> **Required work**
Your job is to retype the records exactly while dropping every picture.

Segment Start: Supplied data

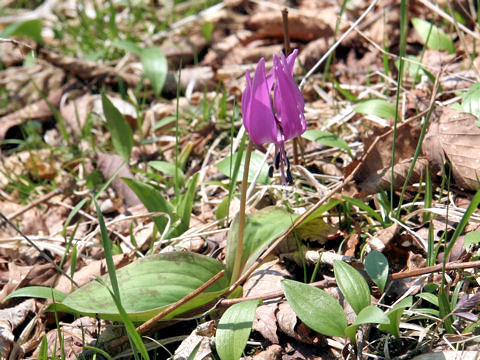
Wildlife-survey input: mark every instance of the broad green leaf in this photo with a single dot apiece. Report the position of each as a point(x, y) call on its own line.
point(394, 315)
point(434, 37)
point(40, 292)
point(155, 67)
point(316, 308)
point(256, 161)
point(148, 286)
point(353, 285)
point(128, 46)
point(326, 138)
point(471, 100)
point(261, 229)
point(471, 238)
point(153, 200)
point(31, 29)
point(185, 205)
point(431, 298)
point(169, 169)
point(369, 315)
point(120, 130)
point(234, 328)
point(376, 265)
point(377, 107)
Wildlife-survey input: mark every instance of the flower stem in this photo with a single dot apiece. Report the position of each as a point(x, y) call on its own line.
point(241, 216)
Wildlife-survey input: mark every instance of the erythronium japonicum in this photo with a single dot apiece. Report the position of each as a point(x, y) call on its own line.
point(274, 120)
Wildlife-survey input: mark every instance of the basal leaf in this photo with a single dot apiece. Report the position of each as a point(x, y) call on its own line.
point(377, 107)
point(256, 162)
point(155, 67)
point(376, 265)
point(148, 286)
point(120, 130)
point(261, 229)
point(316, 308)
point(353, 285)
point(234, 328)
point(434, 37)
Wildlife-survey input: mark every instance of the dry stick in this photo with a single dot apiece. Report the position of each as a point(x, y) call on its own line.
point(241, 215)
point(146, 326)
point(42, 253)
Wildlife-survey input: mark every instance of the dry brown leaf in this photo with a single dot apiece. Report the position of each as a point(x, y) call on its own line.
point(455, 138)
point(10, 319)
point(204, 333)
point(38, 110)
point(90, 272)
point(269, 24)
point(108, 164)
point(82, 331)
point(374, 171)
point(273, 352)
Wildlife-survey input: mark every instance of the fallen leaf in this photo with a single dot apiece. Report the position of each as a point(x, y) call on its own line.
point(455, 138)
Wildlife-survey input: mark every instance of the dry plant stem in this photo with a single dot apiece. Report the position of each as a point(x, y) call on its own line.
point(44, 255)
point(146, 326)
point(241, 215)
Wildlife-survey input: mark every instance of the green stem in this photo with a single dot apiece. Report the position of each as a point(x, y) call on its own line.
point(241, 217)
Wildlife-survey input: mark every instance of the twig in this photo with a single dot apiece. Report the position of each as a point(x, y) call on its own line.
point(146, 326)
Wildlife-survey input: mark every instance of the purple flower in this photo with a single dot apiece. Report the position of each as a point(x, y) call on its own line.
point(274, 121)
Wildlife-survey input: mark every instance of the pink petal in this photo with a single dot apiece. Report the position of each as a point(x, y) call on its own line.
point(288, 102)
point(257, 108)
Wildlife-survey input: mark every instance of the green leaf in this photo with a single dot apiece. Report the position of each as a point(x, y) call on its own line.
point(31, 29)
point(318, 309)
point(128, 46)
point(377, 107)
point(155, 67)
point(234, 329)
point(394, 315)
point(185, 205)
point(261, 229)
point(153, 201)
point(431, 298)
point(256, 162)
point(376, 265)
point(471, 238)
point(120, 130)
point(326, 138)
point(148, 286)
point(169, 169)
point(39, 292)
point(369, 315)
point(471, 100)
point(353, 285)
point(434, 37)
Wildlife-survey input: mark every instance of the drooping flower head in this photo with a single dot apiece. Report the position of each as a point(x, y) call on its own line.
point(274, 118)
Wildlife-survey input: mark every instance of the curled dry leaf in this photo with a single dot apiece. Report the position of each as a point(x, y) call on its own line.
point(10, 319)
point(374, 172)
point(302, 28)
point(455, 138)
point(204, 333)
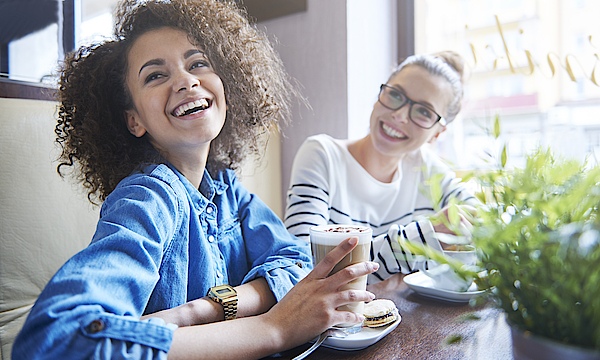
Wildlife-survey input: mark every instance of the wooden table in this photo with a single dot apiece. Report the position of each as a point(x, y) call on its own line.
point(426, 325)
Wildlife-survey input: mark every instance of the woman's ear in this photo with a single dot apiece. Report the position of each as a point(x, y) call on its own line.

Segment End: Supplied data

> **Your response**
Wildlife-survey input: mark every instance of the broad green leaf in this photo with a single dot apiece. Report the position of each as a point(x, y) call on its own line.
point(394, 315)
point(434, 37)
point(40, 292)
point(155, 67)
point(316, 308)
point(256, 161)
point(148, 286)
point(353, 285)
point(128, 46)
point(326, 138)
point(471, 100)
point(261, 229)
point(471, 238)
point(153, 200)
point(31, 29)
point(185, 205)
point(431, 298)
point(169, 169)
point(369, 315)
point(120, 130)
point(234, 328)
point(376, 265)
point(377, 107)
Wildlife-survey input: mark every instance of the flower stem in this photo with a single dot apiece. Report the position of each as a point(x, y) call on its own line.
point(241, 216)
Wildlife-survey input: mark every instance of the erythronium japonicum in this photo with a single dot apiece. Report the position of each as a point(x, y) call on its own line.
point(274, 120)
Wildlife-survey input: mark every instance of the basal leaf in this photo with a single dot apiece. Report the position of each as a point(x, y) call on its own line.
point(377, 107)
point(256, 162)
point(155, 67)
point(376, 265)
point(148, 286)
point(120, 130)
point(261, 229)
point(316, 308)
point(353, 285)
point(234, 328)
point(434, 37)
Wildlife-survey input: mark every instance of the dry stick in this photo with a single dot apiece. Report the position of each as a point(x, y) call on its own line.
point(241, 215)
point(146, 326)
point(42, 253)
Wildlife-survey input: mark every instance of the dry brown leaf in this photo with a single dot apiece. Report the position of each as a point(x, y) call on its own line.
point(455, 138)
point(10, 319)
point(204, 333)
point(38, 110)
point(90, 272)
point(269, 24)
point(108, 164)
point(82, 331)
point(374, 171)
point(273, 352)
Wildlife-survey input: mark every instance of the fallen leaf in this photo with a single dot apiece. Report the position of each as a point(x, y) call on its own line.
point(455, 138)
Wildlife-survey input: mark every instance of the dry plant stem in this photo with a single dot apiece. Report the position of each as a point(x, y) call on its own line.
point(44, 255)
point(146, 326)
point(241, 215)
Wildlife-survey input: mark every instance of the green stem in this photo with a single dot apiece. Report the position of each as a point(x, y) call on its own line.
point(241, 217)
Wildlife-survey input: mark every instance of the twig in this photo with a single dot apiece. Report the position of each as a point(x, y) call on its own line.
point(146, 326)
Wildlife-survey input: mark every instance of the purple flower in this photo with a single dot apiece. Report the position of each as a point(x, y) call on its own line.
point(274, 121)
Wildlife-survey input: mark every instance of the pink petal in this photo with a single dot apiece. Report the position of each as a point(x, y) call on its own line.
point(288, 102)
point(257, 108)
Wildlife-survey input: mark every instance of the green leaf in this photo with a single dot apiece. Report the position of each as a point(x, y) call on its own line.
point(31, 29)
point(318, 309)
point(128, 46)
point(377, 107)
point(155, 67)
point(234, 329)
point(394, 315)
point(185, 205)
point(261, 229)
point(153, 201)
point(431, 298)
point(256, 162)
point(376, 265)
point(471, 238)
point(120, 130)
point(326, 138)
point(148, 286)
point(169, 169)
point(39, 292)
point(369, 315)
point(471, 100)
point(353, 285)
point(434, 37)
Wildlife-survey input: mark every instance of the drooping flower head in this photo with a single dot apiece. Report the position of each as a point(x, y) call on its own line.
point(274, 118)
Wildlife-survey input: mark every instance of the curled dry leaf in this photo with a single dot apiece. Report the position of each as a point(x, y) call on its own line.
point(10, 319)
point(374, 172)
point(302, 28)
point(455, 138)
point(204, 333)
Wildlife-survey input: mark every instance of the wooden table in this photo with a single dot apiece. Report the position of each as a point(x, y) call on its own line.
point(426, 325)
Wildlife-survey input: mark every instance of the woman's ear in this photo with a single dot apiece. Report the position of each as a point(x, y) call on its own line.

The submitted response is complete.